> _Your task_
Copy exactly the lines from the first line of the records below through the line containing "Note: pick out every instance of the yellow flower", including both, and nothing else.

[Stored items]
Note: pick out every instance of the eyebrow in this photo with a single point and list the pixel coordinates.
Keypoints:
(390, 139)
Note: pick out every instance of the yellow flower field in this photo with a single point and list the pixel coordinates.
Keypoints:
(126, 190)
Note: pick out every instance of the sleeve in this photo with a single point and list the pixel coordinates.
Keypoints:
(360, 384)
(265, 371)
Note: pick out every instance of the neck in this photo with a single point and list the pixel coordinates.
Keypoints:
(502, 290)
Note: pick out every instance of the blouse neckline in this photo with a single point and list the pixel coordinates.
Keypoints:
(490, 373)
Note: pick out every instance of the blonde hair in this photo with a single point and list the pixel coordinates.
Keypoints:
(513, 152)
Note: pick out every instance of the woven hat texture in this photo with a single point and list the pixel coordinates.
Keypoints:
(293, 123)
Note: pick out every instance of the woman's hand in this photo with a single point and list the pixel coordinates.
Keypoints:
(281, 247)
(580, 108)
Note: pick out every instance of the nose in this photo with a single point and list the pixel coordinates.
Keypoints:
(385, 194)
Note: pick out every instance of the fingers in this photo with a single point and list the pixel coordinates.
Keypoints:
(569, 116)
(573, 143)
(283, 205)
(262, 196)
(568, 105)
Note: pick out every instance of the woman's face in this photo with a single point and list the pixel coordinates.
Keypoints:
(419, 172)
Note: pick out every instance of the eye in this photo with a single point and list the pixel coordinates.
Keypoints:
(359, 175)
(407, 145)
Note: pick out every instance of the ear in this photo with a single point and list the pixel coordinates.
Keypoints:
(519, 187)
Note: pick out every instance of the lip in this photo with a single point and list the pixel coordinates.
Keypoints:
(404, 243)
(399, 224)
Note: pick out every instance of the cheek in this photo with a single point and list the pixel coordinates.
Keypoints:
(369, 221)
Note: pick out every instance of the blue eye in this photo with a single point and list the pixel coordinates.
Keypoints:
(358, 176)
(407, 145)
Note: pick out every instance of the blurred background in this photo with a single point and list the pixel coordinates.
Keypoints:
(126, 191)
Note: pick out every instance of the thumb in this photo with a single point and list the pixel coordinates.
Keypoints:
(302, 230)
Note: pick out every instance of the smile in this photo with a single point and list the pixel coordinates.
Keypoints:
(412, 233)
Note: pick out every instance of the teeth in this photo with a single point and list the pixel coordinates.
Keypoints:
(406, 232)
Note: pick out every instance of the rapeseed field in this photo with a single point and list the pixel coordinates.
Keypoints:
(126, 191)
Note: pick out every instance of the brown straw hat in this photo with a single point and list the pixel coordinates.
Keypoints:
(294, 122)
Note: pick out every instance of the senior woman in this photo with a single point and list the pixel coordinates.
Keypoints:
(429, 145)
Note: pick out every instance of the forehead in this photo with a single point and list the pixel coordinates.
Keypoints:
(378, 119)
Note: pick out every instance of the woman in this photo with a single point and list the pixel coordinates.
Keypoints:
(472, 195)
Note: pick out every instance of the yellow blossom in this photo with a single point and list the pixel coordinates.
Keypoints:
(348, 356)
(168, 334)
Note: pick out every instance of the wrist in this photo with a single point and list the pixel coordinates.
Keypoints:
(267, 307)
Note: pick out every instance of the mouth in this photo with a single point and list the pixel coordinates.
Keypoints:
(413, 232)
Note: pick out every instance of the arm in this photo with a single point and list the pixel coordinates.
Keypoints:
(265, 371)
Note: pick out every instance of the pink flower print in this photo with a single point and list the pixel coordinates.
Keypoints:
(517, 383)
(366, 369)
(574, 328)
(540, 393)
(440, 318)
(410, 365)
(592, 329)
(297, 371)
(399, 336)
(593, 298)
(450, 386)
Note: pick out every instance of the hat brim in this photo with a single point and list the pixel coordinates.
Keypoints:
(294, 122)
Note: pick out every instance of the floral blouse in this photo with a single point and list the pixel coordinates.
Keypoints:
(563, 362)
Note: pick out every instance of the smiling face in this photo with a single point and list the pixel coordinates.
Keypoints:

> _Problem solution_
Note: pick out every instance of the eyebrow in this photo with a single point and list the pixel coordinates.
Keypoints:
(390, 139)
Note: pick out every instance of the yellow flower field in this photo with a single point and list the pixel coordinates.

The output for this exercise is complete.